* **EXERCISE**
Edit the data below by changing every "instance" to "item". Leave the rest exactly the same.

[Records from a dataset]
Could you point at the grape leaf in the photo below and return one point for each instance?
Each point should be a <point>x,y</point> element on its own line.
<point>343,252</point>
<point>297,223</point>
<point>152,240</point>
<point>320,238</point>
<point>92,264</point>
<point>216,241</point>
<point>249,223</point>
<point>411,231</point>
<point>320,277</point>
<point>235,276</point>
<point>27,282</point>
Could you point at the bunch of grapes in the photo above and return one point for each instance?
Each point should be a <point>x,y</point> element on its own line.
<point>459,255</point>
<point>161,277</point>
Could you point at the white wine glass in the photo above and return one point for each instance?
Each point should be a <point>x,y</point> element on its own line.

* **RESPONSE**
Could you point at the grape leaf in the photo below and return one point for each item?
Each point should be a <point>x,y</point> element on its own line.
<point>343,252</point>
<point>297,223</point>
<point>152,240</point>
<point>320,238</point>
<point>92,264</point>
<point>216,241</point>
<point>249,223</point>
<point>411,231</point>
<point>320,277</point>
<point>235,276</point>
<point>27,282</point>
Could you point at the bunch of grapes in the photo above and return one point for each item?
Each point should be a <point>x,y</point> element on its own line.
<point>459,255</point>
<point>161,277</point>
Could you point at the white wine glass in the photo above and return one point for each item?
Each point should be a <point>x,y</point> element on its own line.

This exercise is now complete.